Eis mais um princípio de grande relevância para o controle da atividade administrativa. O princípio da razoabilidade impõe que o administrador atue dentro de critérios aceitáveis do ponto de vista racional. Augustin Gordillo8 define que um ato será irrazoável quando: i) não existirem fundamentos para ampará-los; ii) desconsiderar fatos ou circunstâncias; iii) não guardar proporcionalidade entre meios utilizados e fins buscados pela lei com o ato (ou para prática do ato).
Por certo, o princípio da razoabilidade se relaciona com o princípio da proporcionalidade, havendo quem entenda que este integra aquele. Em célebre voto exarado quando presidia a Suprema Corte, o Ministro Celso de Mello assim entendeu ao suspender decisão que permitia à Receita Federal estabelecer quantos cigarros deveria conter um maço9.
Certo também é que o princípio da razoabilidade guarda íntima relação com o princípio da finalidade, pois, desatendida a razoabilidade, restará também ferida a finalidade.
Por fim, é o princípio da razoabilidade - ao interditar decisões ou práticas disparatadas, irracionais, discrepantes do mínimo plausível -, um importante veículo de aferição do respeito à legalidade, na medida em que é a lei que define os parâmetros a partir dos quais se constrói a "ratio" administrativa.
Em suma, como mostra Canotilho10, somente será aceitável o agir estatal que se mostre razoável, assim entendida a prática de atos que apresentem: i) conformidade de meios; ii) necessidade; e iii) equilíbrio (proporcionalidade) entre meios e fins.
A lição do constitucionalista português permite introduzir o princípio da proporcionalidade. Como disse há pouco, trata-se de princípio intimamente ligado à razoabilidade.
O princípio da proporcionalidade exige que o administrador se paute por critérios de ponderabilidade e de equilíbrio entre o ato praticado, a finalidade perseguida e as conseqüências do ato. Afinal, mesmo o ato que cumpre sua finalidade, poderá ser desproporcional se trouxer conseqüências que contrariem ou esvaziem a finalidade buscada. Juarez de Freitas pondera, com muita felicidade, que o princípio da proporcionalidade exige sacrificar o mínimo para preservar o máximo.
A Lei Federal nº 9.784/99, no artigo 2º, Parágrafo Único, Inciso VI, consagra o princípio da proporcionalidade ao: a) exigir adequação de fins e meios; e b) vedar o estabelecimento de obrigações, restrições e sanções superiores ao estritamente necessário.

------------------------------

Responda com base no texto sobre razoabilidade e proporcionalidade:
(a) Que decisão o Ministro Celso de Mello suspendeu no voto mencionado?
(b) Segundo Juarez de Freitas, o que o princípio da proporcionalidade exige?
(c) Em que dispositivo da Lei Federal nº 9.784/99 o princípio da proporcionalidade é consagrado?

- **Entradas fornecidas**:
------------------------------

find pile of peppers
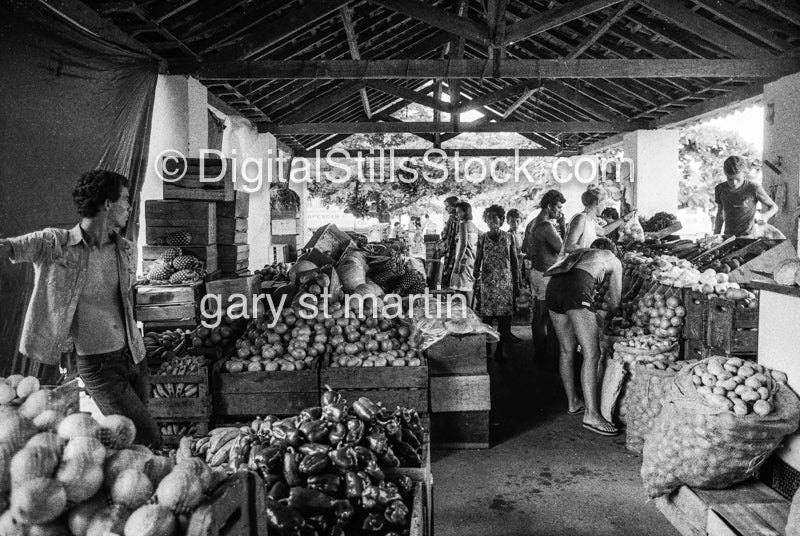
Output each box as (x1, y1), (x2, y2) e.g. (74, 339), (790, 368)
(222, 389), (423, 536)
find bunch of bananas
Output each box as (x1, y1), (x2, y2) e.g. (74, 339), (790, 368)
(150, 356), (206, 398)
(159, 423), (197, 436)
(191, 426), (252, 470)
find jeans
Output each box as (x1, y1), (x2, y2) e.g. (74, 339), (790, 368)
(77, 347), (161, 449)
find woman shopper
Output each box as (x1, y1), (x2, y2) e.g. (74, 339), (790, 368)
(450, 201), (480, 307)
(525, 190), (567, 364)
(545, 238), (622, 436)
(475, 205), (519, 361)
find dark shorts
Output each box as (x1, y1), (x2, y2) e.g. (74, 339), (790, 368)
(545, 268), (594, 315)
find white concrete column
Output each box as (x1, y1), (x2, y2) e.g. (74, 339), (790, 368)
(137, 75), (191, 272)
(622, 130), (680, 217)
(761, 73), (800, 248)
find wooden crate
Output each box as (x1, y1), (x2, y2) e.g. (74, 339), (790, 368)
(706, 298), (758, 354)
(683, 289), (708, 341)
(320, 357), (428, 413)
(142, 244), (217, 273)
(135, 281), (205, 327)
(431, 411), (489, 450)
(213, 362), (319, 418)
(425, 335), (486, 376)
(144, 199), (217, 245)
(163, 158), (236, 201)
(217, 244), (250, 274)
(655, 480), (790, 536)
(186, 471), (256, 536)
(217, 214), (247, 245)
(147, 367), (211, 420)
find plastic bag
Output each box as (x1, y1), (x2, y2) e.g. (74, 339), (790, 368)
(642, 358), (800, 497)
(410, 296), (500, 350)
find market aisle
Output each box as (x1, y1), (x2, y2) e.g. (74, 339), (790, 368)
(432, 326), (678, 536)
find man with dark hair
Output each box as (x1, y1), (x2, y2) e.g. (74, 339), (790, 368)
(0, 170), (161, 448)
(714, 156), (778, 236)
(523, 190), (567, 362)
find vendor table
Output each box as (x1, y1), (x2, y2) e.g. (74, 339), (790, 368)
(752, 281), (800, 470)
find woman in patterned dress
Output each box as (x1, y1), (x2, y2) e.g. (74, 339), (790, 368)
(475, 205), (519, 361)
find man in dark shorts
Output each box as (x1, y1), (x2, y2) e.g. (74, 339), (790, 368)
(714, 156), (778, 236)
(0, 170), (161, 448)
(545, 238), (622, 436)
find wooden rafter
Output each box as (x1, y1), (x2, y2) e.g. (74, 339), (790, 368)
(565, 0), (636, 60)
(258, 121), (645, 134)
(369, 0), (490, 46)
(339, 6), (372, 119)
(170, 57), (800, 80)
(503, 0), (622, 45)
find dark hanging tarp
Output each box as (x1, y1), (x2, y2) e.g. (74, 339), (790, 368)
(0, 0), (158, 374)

------------------------------

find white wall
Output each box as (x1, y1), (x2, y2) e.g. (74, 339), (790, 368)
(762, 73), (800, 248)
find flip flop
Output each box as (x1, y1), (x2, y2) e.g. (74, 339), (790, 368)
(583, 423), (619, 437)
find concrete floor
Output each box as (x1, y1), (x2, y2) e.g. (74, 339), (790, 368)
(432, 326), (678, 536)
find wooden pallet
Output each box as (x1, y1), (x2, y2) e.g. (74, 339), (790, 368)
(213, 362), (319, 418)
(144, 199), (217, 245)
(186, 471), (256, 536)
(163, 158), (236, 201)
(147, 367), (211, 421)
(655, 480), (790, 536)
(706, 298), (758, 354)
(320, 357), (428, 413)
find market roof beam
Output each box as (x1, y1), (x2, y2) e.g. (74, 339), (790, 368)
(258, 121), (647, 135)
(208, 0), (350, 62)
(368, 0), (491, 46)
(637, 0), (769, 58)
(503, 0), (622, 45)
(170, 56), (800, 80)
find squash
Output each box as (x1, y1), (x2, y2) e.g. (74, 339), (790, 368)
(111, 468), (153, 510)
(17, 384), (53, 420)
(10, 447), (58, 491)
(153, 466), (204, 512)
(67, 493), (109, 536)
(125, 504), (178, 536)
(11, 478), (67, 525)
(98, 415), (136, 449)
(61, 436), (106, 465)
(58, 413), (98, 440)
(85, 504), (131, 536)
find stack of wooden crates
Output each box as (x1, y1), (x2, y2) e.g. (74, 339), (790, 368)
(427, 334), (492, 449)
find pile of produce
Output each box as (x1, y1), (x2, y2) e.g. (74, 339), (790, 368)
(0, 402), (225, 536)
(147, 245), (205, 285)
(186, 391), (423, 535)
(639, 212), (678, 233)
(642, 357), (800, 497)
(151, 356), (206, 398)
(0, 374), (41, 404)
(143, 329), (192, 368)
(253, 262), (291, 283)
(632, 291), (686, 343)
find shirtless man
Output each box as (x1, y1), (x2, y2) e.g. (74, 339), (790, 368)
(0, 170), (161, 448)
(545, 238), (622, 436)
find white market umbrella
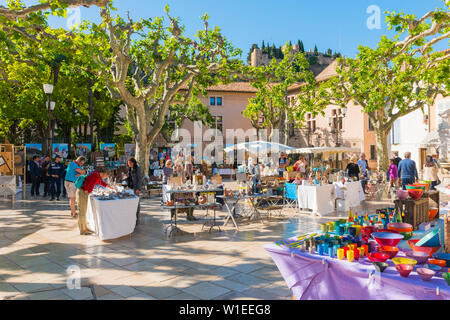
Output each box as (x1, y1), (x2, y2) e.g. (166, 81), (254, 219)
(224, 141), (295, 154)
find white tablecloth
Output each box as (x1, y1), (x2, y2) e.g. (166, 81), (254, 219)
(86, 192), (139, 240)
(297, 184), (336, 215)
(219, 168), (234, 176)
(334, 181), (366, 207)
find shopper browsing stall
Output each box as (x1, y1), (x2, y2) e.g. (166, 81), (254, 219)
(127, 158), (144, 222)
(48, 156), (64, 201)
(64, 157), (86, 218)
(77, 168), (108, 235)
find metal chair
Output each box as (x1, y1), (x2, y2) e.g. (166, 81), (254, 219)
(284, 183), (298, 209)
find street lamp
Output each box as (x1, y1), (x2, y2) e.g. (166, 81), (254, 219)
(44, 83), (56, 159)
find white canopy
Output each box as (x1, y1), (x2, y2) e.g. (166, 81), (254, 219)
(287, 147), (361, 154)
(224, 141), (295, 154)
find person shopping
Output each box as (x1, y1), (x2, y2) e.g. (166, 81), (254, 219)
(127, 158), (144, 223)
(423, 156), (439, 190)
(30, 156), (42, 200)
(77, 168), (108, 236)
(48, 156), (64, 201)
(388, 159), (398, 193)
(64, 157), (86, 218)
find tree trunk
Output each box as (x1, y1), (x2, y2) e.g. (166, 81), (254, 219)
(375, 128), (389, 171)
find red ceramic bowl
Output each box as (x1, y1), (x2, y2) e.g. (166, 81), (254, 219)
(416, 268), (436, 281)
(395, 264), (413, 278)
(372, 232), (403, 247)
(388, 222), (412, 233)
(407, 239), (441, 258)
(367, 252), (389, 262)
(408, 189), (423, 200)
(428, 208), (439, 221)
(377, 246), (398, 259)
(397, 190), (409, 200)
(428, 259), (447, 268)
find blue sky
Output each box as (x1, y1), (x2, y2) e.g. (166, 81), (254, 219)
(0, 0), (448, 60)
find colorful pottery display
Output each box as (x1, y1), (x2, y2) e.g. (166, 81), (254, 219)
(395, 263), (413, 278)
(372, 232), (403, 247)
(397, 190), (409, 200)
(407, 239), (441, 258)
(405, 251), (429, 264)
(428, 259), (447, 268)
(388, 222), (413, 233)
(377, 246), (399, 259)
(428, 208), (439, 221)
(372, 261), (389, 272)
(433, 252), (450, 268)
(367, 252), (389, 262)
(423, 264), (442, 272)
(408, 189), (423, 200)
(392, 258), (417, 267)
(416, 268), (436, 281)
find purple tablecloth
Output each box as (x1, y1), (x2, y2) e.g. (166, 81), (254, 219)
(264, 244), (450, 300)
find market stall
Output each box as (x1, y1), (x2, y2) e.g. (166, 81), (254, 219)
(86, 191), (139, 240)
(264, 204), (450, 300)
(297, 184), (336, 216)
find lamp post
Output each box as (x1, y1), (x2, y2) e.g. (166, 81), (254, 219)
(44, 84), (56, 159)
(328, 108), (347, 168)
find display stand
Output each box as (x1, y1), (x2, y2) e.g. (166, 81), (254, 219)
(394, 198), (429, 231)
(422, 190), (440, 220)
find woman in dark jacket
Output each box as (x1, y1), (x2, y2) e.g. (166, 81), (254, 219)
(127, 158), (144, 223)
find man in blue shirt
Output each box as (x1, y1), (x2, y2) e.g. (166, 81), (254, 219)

------------------------------

- **Solução do exercício**:
(a) Ele suspendeu a decisão que permitia à Receita Federal estabelecer quantos cigarros um maço deveria conter.
(b) Exige sacrificar o mínimo para preservar o máximo.
(c) No artigo 2º, Parágrafo Único, Inciso VI.